В стихотворении "Прощание", написанном перед отъездом, ясны чувства и ожидания, с которыми Кюхельбекер пускался в путь; стихотворение не было напечатано. Оно находится в рукописном сборнике стихотворений Кюхельбекера, хранившемся у Пушкина (ныне в Пушкинском доме). После смерти Пушкина жандармы перенумеровали в сборнике страницы, по-видимому, приняв его за рукопись Пушкина.

ПРОЩАНИЕ


Прости, отчизна дорогая!

Простите, добрые друзья!

Уже сижу в коляске я,

Надеждой время упреждая.

Уже волшебница Мечта

Рисует мне обитель Славы,

Тевтонов древние дубравы

И их живые города!

А там встают седые горы,

Влекут и ослепляют взоры

И хмурясь, всходят до небес!

О гроб и колыбель чудес,

О град бессмертья, Муз и брани!

Отец пародов, вечный Рим!

К тебе я простираю длани,

Желаньем пламенным томим.

Я вижу в радужном сиянье

И Галлию и Альбион!

Кругом меня очарованье,

Горит и блещет небосклон.

Пируй и веселись, мой Гений!

Какая жатва вдохновений!

## [Вопросы для разбора]
- a) Соответствуют ли приведённому отрывку утверждения (i), (ii) и (iii)? На каждое ответьте «да» или «нет» и дословно приведите решающие слова отрывка.
(i) Стихотворение «Прощание» было напечатано.
(ii) Рукописный сборник стихотворений Кюхельбекера хранился у Пушкина.
(iii) Страницы в сборнике перенумеровал сам Пушкин.
- b) Перепишите из приведённого отрывка всё, начиная со слов «Желаньем пламенным томим.» и до слов «Какая жатва вдохновений!» включительно.

## [Сведения]
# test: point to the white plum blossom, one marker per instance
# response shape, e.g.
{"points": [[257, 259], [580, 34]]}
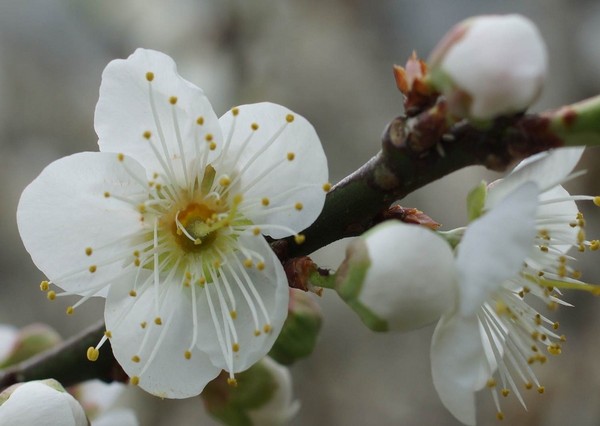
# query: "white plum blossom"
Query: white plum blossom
{"points": [[167, 223], [488, 333], [490, 65], [43, 402]]}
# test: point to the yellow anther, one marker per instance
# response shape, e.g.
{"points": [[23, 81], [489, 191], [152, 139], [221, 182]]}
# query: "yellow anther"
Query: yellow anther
{"points": [[554, 349], [92, 354]]}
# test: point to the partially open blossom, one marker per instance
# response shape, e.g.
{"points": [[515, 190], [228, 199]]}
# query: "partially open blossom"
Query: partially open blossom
{"points": [[167, 220], [490, 65], [401, 277], [43, 402]]}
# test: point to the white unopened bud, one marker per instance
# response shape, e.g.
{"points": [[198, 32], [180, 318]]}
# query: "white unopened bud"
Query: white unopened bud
{"points": [[489, 66], [43, 402], [373, 280]]}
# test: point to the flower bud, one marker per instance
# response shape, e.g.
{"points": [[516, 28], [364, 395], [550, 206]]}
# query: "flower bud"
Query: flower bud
{"points": [[43, 402], [300, 330], [490, 65], [373, 282], [262, 397]]}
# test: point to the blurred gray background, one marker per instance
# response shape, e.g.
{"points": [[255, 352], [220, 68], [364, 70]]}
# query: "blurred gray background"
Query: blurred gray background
{"points": [[331, 62]]}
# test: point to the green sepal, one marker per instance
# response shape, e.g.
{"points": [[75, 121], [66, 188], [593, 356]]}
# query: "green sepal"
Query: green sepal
{"points": [[255, 388], [350, 278], [476, 201], [300, 330]]}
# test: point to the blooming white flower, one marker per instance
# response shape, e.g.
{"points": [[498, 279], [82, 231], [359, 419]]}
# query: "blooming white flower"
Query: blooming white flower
{"points": [[490, 65], [166, 223], [43, 402], [98, 399], [487, 334]]}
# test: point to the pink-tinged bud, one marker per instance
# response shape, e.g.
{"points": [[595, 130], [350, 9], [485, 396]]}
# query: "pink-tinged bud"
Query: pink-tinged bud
{"points": [[489, 66]]}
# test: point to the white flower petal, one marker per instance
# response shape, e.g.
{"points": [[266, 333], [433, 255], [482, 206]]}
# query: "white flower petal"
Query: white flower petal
{"points": [[495, 246], [120, 417], [270, 285], [35, 403], [411, 281], [64, 211], [459, 365], [281, 160], [162, 368], [546, 169], [125, 111]]}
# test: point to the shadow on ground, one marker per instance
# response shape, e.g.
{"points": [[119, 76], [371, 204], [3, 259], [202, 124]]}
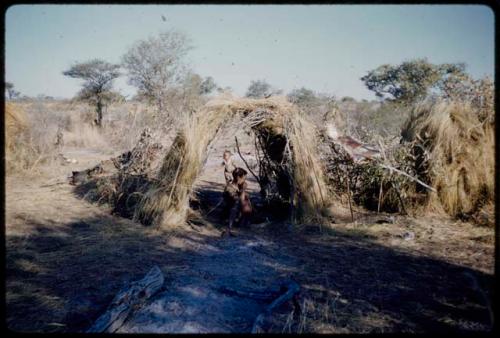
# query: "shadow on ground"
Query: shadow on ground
{"points": [[60, 277]]}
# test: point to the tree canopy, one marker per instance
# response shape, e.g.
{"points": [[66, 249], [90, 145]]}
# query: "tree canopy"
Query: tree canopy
{"points": [[411, 80], [98, 77]]}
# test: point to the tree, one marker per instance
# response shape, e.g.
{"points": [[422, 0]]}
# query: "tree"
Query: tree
{"points": [[411, 80], [302, 96], [260, 89], [11, 92], [156, 65], [98, 77]]}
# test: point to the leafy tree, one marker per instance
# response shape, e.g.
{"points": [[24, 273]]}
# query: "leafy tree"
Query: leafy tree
{"points": [[411, 80], [11, 92], [302, 96], [156, 65], [98, 77], [260, 89]]}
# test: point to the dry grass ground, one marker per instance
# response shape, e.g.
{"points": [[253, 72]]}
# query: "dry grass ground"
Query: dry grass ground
{"points": [[67, 258]]}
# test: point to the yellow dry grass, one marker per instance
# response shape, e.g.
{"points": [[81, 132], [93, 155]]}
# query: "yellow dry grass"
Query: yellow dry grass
{"points": [[461, 155], [167, 202], [15, 122]]}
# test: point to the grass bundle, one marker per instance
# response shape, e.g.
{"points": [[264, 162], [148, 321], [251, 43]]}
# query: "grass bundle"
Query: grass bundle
{"points": [[454, 148], [167, 202]]}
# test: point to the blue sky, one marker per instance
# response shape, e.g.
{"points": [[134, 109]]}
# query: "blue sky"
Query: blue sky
{"points": [[326, 48]]}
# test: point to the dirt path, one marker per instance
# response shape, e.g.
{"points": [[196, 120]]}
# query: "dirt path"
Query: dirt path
{"points": [[195, 301], [67, 258]]}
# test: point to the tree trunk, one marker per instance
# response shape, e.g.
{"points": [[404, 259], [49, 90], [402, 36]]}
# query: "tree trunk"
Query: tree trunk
{"points": [[98, 119]]}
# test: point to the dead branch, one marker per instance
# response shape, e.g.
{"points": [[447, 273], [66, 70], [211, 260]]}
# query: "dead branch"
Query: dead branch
{"points": [[388, 167], [128, 300]]}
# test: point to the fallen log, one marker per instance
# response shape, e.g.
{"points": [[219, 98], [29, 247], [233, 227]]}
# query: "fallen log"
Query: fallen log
{"points": [[128, 300], [292, 289]]}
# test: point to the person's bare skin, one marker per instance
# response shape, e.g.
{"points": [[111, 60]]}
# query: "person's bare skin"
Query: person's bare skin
{"points": [[238, 200]]}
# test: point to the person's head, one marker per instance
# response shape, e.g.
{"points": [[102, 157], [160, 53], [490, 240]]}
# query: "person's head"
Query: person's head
{"points": [[239, 175], [227, 155]]}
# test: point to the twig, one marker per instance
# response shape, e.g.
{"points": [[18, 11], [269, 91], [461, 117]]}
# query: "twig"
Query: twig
{"points": [[380, 195], [399, 197], [407, 175], [349, 197]]}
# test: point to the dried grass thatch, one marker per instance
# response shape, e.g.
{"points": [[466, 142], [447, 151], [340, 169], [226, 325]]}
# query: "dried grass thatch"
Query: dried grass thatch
{"points": [[454, 148], [167, 202]]}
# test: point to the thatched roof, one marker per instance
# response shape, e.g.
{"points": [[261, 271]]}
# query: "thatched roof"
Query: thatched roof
{"points": [[167, 203]]}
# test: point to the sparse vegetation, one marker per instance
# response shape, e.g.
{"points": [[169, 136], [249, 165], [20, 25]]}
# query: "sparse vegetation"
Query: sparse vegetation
{"points": [[98, 77], [381, 211]]}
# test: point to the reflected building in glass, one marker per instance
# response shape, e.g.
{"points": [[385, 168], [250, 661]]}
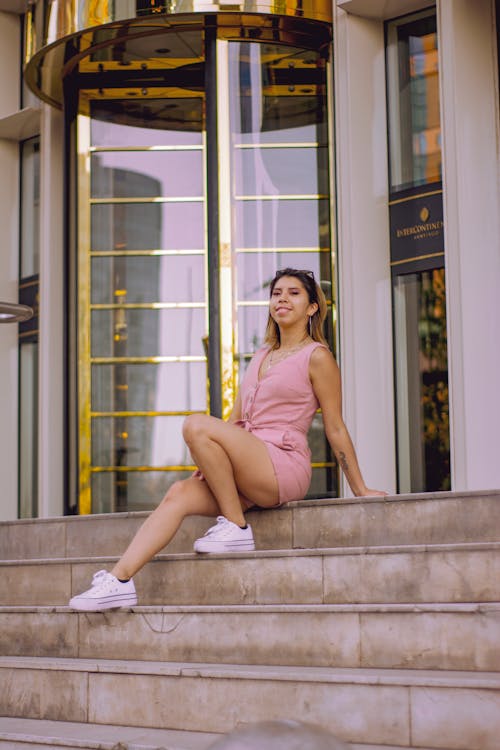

## [Ответы к упражнению]
- a)
(i) Нет: «стихотворение не было напечатано».
(ii) Да: «хранившемся у Пушкина».
(iii) Нет: «После смерти Пушкина жандармы перенумеровали в сборнике страницы».

- b)
Желаньем пламенным томим.

Я вижу в радужном сиянье

И Галлию и Альбион!

Кругом меня очарованье,

Горит и блещет небосклон.

Пируй и веселись, мой Гений!

Какая жатва вдохновений!